Dataset excerpts on object pointing
++++++++

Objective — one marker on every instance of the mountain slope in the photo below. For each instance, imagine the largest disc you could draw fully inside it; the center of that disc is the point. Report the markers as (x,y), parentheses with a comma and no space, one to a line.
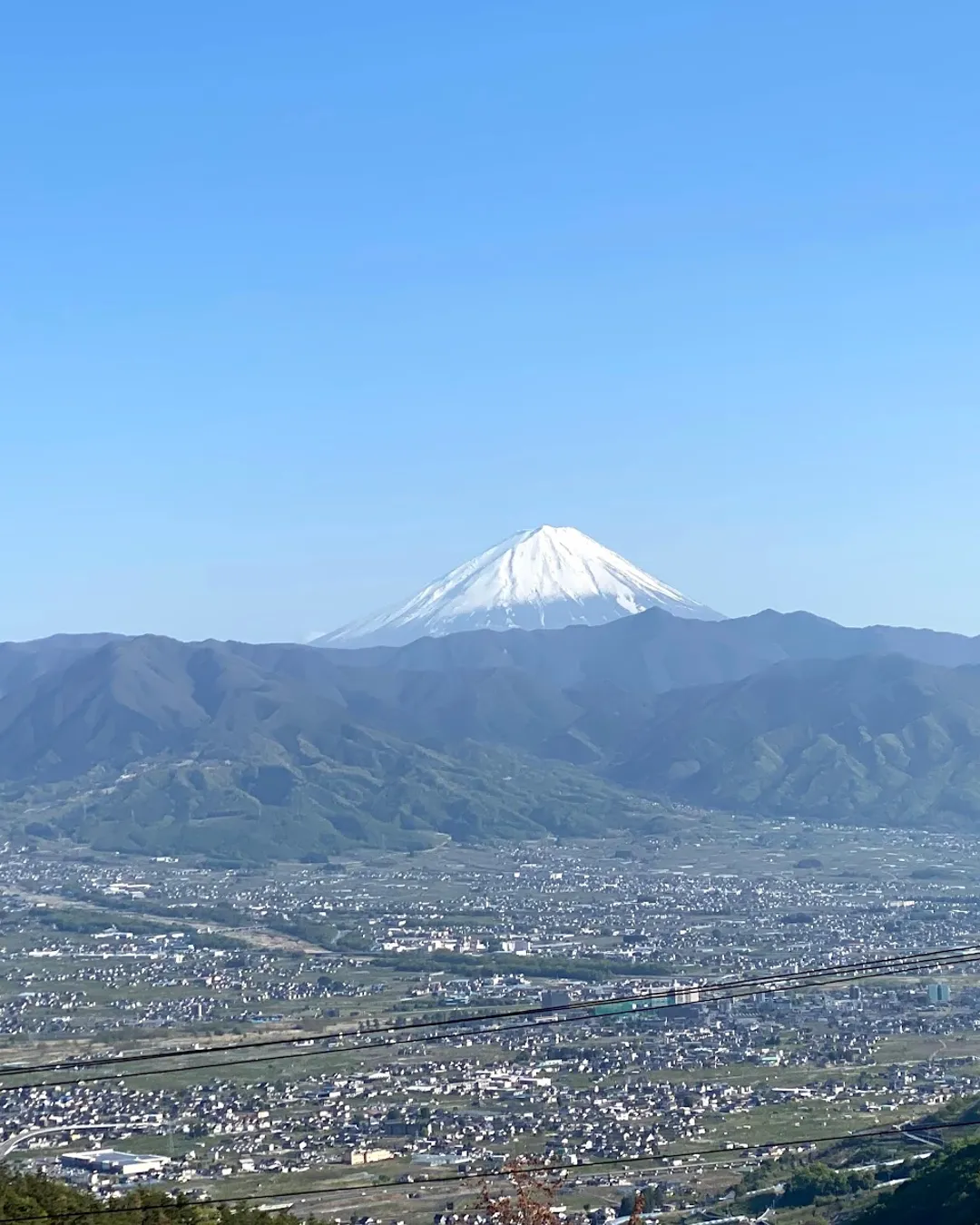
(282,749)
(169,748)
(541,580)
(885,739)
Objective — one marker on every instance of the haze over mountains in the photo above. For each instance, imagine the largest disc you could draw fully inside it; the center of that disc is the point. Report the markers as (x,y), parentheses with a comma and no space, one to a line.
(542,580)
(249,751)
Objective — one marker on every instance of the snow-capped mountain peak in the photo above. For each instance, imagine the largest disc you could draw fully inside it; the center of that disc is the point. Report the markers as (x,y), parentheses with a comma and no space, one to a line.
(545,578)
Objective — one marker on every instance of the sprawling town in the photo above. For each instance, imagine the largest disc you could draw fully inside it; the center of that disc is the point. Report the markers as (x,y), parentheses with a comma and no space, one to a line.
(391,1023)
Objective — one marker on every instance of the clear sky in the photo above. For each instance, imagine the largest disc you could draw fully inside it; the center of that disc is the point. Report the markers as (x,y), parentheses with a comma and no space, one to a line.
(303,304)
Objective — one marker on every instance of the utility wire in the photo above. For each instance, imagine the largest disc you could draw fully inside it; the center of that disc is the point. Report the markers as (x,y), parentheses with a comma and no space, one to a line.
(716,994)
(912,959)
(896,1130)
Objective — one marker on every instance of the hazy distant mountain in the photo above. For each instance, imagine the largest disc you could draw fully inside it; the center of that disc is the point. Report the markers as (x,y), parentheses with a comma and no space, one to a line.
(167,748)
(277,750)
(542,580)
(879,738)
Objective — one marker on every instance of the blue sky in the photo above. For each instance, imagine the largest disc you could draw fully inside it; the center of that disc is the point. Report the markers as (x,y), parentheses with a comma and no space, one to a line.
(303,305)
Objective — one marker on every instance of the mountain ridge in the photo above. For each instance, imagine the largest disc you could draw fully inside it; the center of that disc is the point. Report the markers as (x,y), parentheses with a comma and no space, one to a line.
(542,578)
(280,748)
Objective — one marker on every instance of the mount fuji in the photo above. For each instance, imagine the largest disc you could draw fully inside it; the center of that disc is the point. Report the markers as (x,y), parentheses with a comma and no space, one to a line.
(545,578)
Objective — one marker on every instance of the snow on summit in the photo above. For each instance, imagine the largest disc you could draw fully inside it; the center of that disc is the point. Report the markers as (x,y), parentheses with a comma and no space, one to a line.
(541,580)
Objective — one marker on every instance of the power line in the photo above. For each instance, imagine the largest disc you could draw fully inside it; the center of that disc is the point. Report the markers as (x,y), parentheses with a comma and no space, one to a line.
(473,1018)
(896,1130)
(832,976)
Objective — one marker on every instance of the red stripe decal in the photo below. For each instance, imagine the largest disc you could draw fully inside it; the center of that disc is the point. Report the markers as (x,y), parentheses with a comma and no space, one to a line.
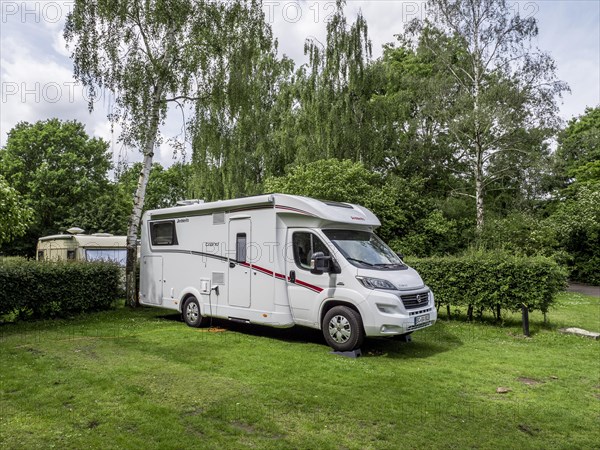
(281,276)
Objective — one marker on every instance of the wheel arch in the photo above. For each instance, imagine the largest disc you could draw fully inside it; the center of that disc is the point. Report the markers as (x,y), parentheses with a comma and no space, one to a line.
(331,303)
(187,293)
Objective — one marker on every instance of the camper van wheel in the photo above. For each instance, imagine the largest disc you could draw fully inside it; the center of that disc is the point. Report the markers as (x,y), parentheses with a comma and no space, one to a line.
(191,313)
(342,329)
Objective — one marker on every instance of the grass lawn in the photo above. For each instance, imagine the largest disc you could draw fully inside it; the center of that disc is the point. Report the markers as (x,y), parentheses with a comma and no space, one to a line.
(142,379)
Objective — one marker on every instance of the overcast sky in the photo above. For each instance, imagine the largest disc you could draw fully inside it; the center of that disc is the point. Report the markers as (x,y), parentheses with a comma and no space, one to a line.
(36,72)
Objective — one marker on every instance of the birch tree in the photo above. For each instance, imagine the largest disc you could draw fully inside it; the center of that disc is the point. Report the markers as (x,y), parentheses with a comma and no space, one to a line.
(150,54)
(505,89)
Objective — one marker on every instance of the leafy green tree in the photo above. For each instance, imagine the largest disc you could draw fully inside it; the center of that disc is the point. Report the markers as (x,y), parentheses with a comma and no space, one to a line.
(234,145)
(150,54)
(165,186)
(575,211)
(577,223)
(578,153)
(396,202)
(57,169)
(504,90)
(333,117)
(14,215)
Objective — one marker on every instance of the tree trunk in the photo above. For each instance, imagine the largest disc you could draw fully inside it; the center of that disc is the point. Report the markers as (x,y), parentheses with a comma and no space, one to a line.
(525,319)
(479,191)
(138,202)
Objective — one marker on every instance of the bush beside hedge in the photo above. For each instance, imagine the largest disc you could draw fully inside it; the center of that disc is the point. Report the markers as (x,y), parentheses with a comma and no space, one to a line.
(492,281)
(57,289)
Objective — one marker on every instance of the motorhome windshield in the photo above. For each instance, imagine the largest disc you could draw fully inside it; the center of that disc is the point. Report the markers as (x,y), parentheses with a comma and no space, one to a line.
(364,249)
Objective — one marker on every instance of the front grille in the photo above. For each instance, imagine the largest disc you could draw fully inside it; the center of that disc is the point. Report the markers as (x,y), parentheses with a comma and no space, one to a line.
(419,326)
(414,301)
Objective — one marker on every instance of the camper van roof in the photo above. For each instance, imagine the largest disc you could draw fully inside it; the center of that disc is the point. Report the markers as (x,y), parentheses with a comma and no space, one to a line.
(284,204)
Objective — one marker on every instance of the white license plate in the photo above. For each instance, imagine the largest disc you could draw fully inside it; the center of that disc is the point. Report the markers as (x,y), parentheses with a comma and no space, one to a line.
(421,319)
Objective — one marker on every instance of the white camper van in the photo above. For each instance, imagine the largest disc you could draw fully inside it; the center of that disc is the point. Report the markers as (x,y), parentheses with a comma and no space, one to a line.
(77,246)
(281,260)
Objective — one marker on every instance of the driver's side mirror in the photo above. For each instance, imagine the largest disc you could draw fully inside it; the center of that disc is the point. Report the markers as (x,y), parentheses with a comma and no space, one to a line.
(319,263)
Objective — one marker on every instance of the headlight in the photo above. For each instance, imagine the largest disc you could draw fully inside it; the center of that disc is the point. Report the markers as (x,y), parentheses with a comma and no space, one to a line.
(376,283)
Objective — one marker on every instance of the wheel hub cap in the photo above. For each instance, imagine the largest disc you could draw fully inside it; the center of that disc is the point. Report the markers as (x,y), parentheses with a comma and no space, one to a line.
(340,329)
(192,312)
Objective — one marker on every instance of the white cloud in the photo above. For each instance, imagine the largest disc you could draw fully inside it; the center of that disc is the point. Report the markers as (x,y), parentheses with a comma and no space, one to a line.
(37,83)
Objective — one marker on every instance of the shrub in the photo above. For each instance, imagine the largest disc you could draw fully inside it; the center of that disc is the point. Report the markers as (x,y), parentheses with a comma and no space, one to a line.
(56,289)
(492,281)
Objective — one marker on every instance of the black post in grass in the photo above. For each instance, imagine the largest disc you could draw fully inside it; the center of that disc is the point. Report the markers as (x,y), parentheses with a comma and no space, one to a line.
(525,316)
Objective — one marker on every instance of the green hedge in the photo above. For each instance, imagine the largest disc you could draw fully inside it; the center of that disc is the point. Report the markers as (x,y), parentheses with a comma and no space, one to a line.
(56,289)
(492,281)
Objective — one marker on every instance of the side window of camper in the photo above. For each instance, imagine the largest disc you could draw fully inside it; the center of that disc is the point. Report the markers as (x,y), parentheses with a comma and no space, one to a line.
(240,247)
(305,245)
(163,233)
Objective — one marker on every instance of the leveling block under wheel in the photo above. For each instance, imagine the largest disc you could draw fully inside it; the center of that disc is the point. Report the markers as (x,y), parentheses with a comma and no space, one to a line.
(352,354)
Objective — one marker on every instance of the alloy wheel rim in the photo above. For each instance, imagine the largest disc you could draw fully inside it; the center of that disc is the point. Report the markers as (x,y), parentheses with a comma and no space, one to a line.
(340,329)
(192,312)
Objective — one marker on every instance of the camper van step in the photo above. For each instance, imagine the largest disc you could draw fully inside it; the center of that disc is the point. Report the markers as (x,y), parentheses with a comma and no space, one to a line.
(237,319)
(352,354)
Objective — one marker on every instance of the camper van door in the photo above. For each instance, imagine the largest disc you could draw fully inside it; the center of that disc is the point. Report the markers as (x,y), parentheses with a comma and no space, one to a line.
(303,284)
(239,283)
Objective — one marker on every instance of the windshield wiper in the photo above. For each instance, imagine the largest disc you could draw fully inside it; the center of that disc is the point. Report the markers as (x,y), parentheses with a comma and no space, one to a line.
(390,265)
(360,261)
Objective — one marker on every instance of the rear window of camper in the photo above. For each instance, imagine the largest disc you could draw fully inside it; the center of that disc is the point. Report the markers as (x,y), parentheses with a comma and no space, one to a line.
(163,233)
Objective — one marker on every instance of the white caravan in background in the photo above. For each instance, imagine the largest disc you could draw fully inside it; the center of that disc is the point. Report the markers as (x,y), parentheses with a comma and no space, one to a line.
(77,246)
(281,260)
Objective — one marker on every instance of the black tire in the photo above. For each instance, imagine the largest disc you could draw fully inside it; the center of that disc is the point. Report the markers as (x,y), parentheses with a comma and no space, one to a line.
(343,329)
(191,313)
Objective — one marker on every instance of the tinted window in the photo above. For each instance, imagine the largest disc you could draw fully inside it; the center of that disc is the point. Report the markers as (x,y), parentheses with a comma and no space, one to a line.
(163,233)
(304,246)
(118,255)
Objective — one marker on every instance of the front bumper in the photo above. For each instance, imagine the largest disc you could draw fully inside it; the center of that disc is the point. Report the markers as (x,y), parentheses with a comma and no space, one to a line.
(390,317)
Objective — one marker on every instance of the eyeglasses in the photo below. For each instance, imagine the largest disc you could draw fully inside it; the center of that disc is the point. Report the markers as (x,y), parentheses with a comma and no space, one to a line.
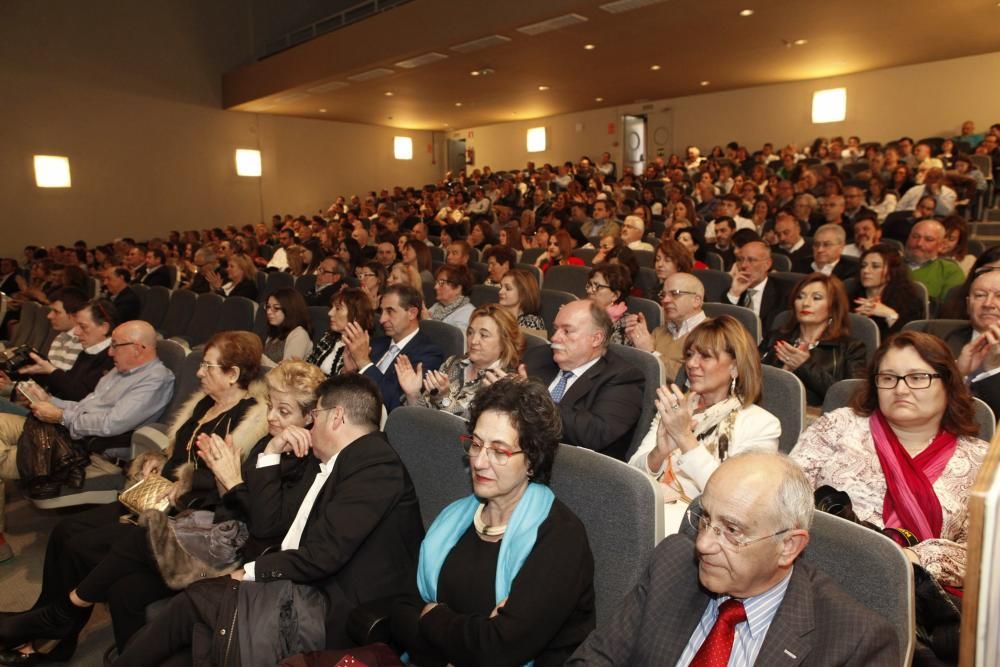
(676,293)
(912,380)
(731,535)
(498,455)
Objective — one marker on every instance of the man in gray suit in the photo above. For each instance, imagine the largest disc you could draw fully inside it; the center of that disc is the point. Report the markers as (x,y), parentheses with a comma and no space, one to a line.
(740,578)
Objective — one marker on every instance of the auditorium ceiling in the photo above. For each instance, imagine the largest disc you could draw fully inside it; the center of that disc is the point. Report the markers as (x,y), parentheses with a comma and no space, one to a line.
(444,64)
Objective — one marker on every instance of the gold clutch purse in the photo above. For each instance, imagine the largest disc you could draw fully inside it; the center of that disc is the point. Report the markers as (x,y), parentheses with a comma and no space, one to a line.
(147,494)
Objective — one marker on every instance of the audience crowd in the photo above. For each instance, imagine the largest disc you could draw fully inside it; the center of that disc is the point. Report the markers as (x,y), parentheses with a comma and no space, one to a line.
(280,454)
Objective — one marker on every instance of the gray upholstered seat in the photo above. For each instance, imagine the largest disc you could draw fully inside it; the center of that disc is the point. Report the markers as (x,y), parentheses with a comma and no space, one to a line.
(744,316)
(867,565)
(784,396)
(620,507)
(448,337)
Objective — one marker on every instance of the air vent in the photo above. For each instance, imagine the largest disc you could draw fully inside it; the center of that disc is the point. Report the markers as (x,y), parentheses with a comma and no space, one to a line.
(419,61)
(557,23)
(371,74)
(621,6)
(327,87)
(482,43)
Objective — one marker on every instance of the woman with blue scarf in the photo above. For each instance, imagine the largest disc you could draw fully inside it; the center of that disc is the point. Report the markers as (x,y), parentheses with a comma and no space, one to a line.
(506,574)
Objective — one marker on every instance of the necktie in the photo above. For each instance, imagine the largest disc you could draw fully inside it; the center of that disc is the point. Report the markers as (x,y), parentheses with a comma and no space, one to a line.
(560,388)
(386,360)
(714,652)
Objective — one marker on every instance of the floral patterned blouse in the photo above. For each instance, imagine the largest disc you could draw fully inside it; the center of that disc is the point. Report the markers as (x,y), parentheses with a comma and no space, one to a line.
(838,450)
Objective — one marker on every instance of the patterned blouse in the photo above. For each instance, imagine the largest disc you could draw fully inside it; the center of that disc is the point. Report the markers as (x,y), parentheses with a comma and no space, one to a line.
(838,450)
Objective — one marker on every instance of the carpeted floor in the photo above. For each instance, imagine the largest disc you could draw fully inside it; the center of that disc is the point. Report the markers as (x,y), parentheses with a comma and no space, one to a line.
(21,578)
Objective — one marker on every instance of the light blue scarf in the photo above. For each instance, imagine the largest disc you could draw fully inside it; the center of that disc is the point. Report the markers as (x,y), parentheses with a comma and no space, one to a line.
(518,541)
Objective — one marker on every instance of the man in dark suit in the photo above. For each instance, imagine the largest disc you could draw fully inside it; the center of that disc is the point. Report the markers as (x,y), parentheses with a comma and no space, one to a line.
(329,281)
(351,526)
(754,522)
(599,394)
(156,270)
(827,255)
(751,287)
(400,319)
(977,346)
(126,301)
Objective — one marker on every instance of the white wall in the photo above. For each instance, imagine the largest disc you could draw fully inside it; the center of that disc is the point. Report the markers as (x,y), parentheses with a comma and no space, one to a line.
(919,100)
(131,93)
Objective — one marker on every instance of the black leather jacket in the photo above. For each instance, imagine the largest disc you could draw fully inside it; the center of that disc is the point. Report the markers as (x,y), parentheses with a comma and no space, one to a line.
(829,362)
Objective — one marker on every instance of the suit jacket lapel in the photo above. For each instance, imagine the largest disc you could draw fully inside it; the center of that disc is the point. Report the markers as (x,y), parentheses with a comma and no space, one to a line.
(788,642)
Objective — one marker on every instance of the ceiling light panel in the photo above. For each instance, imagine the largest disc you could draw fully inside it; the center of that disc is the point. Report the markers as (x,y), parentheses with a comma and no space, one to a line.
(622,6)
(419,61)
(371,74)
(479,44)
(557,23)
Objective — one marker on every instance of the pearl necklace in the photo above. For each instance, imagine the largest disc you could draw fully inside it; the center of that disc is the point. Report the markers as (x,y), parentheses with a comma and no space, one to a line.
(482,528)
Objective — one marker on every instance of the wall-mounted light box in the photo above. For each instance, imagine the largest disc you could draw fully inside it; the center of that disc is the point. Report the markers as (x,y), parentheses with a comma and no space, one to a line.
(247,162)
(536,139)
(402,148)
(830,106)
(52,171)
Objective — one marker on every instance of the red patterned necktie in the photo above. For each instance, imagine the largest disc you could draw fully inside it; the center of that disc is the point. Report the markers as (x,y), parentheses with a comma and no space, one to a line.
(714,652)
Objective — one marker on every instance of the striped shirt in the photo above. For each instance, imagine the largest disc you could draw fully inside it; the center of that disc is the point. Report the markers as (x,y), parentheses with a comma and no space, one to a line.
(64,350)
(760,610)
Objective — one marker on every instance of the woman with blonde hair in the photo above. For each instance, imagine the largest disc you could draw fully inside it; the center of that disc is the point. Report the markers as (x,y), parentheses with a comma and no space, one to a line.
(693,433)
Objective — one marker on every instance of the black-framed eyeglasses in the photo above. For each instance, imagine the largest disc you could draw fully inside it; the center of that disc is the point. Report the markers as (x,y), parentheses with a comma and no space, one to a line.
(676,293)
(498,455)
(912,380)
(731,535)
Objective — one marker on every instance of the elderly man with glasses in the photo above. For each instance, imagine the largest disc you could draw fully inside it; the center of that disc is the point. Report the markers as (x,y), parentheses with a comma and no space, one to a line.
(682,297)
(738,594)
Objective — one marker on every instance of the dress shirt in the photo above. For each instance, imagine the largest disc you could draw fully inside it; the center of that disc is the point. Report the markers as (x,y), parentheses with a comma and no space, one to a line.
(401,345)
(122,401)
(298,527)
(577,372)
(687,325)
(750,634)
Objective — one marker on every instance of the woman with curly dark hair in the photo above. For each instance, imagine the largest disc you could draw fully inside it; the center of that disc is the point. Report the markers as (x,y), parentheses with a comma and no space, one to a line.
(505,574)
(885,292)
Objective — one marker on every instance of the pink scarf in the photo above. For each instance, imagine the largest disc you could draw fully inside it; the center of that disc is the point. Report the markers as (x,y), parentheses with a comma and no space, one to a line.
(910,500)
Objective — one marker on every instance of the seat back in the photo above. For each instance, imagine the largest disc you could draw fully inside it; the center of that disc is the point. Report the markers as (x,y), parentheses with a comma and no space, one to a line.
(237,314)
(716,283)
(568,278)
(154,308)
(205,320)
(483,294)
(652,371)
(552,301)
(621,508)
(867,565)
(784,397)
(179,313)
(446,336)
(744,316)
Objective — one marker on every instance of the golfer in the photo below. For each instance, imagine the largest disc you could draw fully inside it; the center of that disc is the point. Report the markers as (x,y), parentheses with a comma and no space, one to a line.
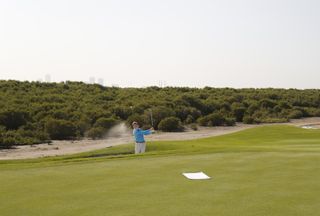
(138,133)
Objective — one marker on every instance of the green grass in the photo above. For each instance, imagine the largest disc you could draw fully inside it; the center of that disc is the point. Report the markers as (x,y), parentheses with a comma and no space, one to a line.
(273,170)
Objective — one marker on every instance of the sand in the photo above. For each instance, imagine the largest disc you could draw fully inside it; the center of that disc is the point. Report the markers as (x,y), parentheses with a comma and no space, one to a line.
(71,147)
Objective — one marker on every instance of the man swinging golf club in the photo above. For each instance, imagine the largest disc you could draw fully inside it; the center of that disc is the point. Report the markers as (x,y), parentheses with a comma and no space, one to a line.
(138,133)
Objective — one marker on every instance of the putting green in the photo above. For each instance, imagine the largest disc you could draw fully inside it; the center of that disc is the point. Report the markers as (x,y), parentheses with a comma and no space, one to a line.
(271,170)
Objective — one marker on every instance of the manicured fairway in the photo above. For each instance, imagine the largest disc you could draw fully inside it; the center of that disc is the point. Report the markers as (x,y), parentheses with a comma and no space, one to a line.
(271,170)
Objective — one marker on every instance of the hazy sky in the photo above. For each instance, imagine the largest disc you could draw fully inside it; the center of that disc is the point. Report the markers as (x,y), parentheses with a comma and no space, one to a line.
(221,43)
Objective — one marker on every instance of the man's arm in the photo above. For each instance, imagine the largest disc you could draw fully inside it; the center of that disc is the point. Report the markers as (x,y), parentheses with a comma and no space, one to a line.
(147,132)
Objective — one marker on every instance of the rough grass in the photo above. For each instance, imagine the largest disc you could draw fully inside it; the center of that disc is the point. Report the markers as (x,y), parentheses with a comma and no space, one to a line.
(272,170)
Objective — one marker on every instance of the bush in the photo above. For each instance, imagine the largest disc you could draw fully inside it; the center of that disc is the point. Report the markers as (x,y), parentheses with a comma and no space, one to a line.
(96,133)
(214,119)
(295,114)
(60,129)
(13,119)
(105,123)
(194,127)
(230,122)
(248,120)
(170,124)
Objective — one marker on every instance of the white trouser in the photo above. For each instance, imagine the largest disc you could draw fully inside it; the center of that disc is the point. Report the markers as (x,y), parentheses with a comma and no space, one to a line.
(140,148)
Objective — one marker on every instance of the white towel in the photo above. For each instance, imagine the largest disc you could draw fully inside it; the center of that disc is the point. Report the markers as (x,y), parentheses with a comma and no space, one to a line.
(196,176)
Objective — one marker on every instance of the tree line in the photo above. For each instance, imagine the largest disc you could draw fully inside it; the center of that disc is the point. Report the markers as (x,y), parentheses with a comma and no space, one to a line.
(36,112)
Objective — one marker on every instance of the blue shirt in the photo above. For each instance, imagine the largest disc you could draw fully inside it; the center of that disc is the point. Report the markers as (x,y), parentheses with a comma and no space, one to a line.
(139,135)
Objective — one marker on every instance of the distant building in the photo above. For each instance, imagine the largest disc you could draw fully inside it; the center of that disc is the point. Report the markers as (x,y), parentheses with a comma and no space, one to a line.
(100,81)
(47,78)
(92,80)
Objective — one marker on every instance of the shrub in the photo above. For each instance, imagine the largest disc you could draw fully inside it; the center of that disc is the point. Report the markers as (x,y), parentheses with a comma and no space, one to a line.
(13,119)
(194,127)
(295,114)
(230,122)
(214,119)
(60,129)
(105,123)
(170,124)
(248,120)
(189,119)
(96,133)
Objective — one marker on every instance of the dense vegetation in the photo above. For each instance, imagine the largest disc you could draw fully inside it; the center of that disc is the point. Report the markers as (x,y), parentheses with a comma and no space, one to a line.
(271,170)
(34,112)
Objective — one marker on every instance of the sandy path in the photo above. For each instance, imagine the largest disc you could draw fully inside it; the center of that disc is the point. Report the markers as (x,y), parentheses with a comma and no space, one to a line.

++++++++

Beginning at the line where "Objective — one marker on every instance of the white towel" appears, extract each line through the end of the data above; keep them exact and include nothing else.

Objective — one marker on every instance of the white towel in the photo above. For each instance, imagine the largest disc you could draw fully inside it; the center of that disc is the point. Report the markers as (x,y), parentheses with a comma and no space, one to a line.
(196,176)
Objective — one marker on every instance of the tree line in the photo above. For each instance, imagine the largest disc you could draw fully inside it; the center of that disc is the point. Report the markers as (x,y), parentheses with a comma and no space, one to a line.
(36,112)
Objective — one marker on every instance of the blue shirt in the photo above. For each instance, imagine the largest disc you could draw fully inside it; the center of that disc is the point. Report the markers as (x,y), parentheses with a comma and no space, one to a line.
(139,135)
Objective — one marker on every instance of the distant building in the photo above. For each instance, imagine the largest disc you could draw fully inside it; the center of that disc is the point. Report the markers as (x,y), parentheses with a comma and no space, one to a line.
(100,81)
(47,78)
(92,80)
Objective — one marker on every instance of the shrub in the photo above. For each instance, imagine the largest disc you could draw fully inside it; the center of that disc is the point. Report the markers as (x,y), parentheses with a comma and no space, one to a line.
(13,119)
(194,127)
(295,114)
(230,122)
(214,119)
(60,129)
(105,123)
(170,124)
(248,120)
(189,119)
(96,133)
Objective — one marker on every instance of the dense vegetation in the photo above. For each instance, imagine the largest disc you could draw fully inside it; the center of that disc is the point. Report the markers as (x,y), parentheses with a comma and no space, one to a line.
(271,170)
(34,112)
Objective — one marker on every instance of the sandy path in the photo above. For each instance, imagine the largest disc you could draw fully inside it; the center of that disc is the point. Report the markers as (x,y), parentheses with a comma and no space, one to a line.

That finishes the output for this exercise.